# start of Excerpted text
Asymptotic normality¶

$\sqrt{n} \sigma^{-1} (\hat{\theta} - \theta_0) = \frac{1}{\sqrt{n}} \sum_{i=1}^n \bar{\psi}(w_i) + O_p(\rho_n) \leadsto N(0,I)$

$\rho_n := n^{-1/2} + r_n + r_n’ + n^{1/2} (\lambda_n +\lambda_n’) \lesssim \delta_n$
Influence function $\bar{\psi}(w) = -\sigma^{-1} J_0^{-1} \psi(w;\theta_0,\eta_0)$ with $\sigma^2 = J_0^{-1} \Er\left[ \psi(w;\theta_0,\eta_0) \psi(w;\theta_0,\eta_0)'\right] (J_0^{-1})'$

This is the DML2 case of theorem 3.1 of @chernozhukov2018.

Creating orthogonal moments¶

Need $\partial \eta\Er\left[\psi(W;\theta_0,\eta_0)[\eta-\eta_0] \right] \approx 0$
Given an some model, how do we find a suitable $\psi$?

Orthogonal scores via concentrating-out¶

Original model: $(\theta_0, \beta_0) = \argmax_{\theta, \beta} \Er[\ell(W;\theta,\beta)]$
Define $\eta(\theta) = \beta(\theta) = \argmax_\beta \Er[\ell(W;\theta,\beta)]$
First order condition from $\max_\theta \Er[\ell(W;\theta,\beta(\theta))]$ is $0 = \Er\left[ \underbrace{\frac{\partial \ell}{\partial \theta} + \frac{\partial \ell}{\partial \beta} \frac{d \beta}{d \theta}}_{\psi(W;\theta,\beta(\theta))} \right]$

Orthogonal scores via projection¶

Original model: $m: \mathcal{W} \times \R^{d_\theta} \times \R^{d_h} \to \R^{d_m}$ $\Er[m(W;\theta_0,h_0(Z))|R] = 0$
Let $A(R)$ be $d_\theta \times d_m$ moment selection matrix, $\Omega(R)$ $d_m \times d_m$ weighting matrix, and $\begin{align*} \Gamma(R) = & \partial_{v'} \Er[m(W;\theta_0,v)|R]|_{v=h_0(Z)} \\ G(Z) = & \Er[A(R)'\Omega(R)^{-1} \Gamma(R)|Z] \Er[\Gamma(R)'\Omega(R)^{-1} \Gamma(R) |Z]^{-1} \\ \mu_0(R) = & A(R)'\Omega(R)^{-1} - G(Z) \Gamma(R)'\Omega(R)^{-1} \end{align*}$
$\eta = (\mu, h)$ and $\psi(W;\theta, \eta) = \mu(R) m(W;\theta, h(Z))$

@chernozhukov2018 show how to construct orthogonal scores in a few examples via concentrating out and projection. @chernozhukov2015 also discusses creating orthogonal scores.
# end of Excerpted text
# start of Listing
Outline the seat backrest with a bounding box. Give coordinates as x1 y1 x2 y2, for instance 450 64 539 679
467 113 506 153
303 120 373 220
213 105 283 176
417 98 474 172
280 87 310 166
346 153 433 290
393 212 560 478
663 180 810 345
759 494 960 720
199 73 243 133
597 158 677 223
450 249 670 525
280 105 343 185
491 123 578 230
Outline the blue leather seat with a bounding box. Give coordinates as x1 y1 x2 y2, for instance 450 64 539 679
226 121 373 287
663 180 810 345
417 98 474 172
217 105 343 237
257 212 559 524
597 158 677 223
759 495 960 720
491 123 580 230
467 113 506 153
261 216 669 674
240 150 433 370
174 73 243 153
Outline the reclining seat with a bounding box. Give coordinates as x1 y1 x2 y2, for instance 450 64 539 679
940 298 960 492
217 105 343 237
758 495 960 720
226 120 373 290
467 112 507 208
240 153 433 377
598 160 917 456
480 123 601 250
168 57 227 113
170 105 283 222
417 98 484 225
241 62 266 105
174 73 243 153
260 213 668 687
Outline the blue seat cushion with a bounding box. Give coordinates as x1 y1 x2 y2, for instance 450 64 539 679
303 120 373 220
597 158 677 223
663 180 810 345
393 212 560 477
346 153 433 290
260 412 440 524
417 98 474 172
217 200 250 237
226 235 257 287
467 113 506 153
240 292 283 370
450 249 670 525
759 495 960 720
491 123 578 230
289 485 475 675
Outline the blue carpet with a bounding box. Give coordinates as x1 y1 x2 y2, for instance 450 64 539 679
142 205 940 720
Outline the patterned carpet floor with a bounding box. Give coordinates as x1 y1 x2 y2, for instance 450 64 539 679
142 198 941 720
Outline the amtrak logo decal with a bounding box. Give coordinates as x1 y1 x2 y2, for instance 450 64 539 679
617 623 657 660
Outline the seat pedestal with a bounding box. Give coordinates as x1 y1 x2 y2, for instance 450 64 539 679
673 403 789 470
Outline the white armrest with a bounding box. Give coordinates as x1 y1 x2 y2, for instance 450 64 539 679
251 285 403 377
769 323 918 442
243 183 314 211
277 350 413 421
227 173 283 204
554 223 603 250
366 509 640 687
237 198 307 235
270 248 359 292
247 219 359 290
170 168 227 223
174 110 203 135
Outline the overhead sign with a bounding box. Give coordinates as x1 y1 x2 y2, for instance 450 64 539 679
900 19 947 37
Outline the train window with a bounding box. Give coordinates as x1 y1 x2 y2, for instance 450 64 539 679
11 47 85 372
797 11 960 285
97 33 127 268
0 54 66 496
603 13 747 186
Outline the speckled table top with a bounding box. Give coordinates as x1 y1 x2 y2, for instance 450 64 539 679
# end of Listing
◆ **Written task 1**:
From the excerpted text on orthogonal moments above, write out the part that opens with the words containing "Orthogonal scores via projection¶" and closes with "creating orthogonal scores.".
◆ **Written task 2**:
In the excerpted text on orthogonal moments, which case of which theorem is the asymptotic normality result said to be?

◆ **Task answer 1**:
Orthogonal scores via projection¶

Original model: $m: \mathcal{W} \times \R^{d_\theta} \times \R^{d_h} \to \R^{d_m}$ $\Er[m(W;\theta_0,h_0(Z))|R] = 0$
Let $A(R)$ be $d_\theta \times d_m$ moment selection matrix, $\Omega(R)$ $d_m \times d_m$ weighting matrix, and $\begin{align*} \Gamma(R) = & \partial_{v'} \Er[m(W;\theta_0,v)|R]|_{v=h_0(Z)} \\ G(Z) = & \Er[A(R)'\Omega(R)^{-1} \Gamma(R)|Z] \Er[\Gamma(R)'\Omega(R)^{-1} \Gamma(R) |Z]^{-1} \\ \mu_0(R) = & A(R)'\Omega(R)^{-1} - G(Z) \Gamma(R)'\Omega(R)^{-1} \end{align*}$
$\eta = (\mu, h)$ and $\psi(W;\theta, \eta) = \mu(R) m(W;\theta, h(Z))$

@chernozhukov2018 show how to construct orthogonal scores in a few examples via concentrating out and projection. @chernozhukov2015 also discusses creating orthogonal scores.

◆ **Task answer 2**:
It is the DML2 case of theorem 3.1 of @chernozhukov2018.